Records from a dataset:
++++++

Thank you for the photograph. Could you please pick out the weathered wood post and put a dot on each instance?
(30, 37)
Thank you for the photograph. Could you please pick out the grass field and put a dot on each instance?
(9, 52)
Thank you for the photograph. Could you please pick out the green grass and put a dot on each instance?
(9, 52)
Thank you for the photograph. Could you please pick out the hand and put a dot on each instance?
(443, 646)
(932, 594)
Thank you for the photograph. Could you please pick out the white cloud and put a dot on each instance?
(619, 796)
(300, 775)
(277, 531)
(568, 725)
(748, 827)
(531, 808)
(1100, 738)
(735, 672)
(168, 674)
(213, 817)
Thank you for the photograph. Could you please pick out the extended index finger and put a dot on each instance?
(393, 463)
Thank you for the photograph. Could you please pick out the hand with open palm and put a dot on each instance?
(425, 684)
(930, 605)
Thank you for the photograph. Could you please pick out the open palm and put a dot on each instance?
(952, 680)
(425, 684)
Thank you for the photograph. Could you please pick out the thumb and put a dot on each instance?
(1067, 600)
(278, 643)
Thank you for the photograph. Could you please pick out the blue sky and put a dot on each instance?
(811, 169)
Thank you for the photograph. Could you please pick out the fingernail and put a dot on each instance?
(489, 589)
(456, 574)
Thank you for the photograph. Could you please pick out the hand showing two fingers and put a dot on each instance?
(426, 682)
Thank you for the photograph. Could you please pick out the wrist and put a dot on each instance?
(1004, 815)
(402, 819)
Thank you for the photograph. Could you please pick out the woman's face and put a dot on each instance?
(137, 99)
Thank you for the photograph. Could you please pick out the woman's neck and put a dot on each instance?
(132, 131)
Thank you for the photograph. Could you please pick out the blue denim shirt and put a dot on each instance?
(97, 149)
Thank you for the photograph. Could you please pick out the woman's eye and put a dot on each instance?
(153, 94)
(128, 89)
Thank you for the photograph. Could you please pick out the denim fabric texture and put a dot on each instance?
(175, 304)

++++++

= WORK REQUIRED =
Reproduce word for word the lines of the records from the line containing "the hand with" through the last line of the records, including both ends.

= THE OUTPUT =
Thank you for the photograph. Could you please pick out the hand with open palm and put a dot on each instance?
(425, 684)
(930, 605)
Thank you for the photograph. Could you please pick out the open palm and put a dot on each instance?
(952, 680)
(425, 684)
Thank you for the photograph. Could you please pick out the thumb and put a dot on each instance?
(1067, 600)
(278, 643)
Thank you for the photograph. Could you please pick out the blue sky and put a dot on each instance?
(811, 169)
Thank you for the photograph. Could you please pick out the fingernail and put a dot on each instance?
(489, 589)
(456, 574)
Thank you for the photograph. Could you please pick out the hand showing two fingers and put a dot on each instance?
(426, 682)
Thank you for the photograph. Could you please pick out the wrist and put a dot on each instance?
(1004, 815)
(402, 819)
Thank you for the photograph. Could you please pick out the woman's face and put a dot on each instance?
(137, 99)
Thank you for the photograph. Could you please pick out the woman's neck and put a dot on each instance?
(132, 131)
Thank you for the photograph. Could you please pick out the blue denim shirt and put a dot on each instance?
(97, 149)
Thank you for the photograph. Could you please pick out the woman's eye and put a dot on each instance?
(153, 94)
(128, 89)
Thank you for the photograph. Could you please pick out the denim fabric texture and put a dot on each instance?
(175, 304)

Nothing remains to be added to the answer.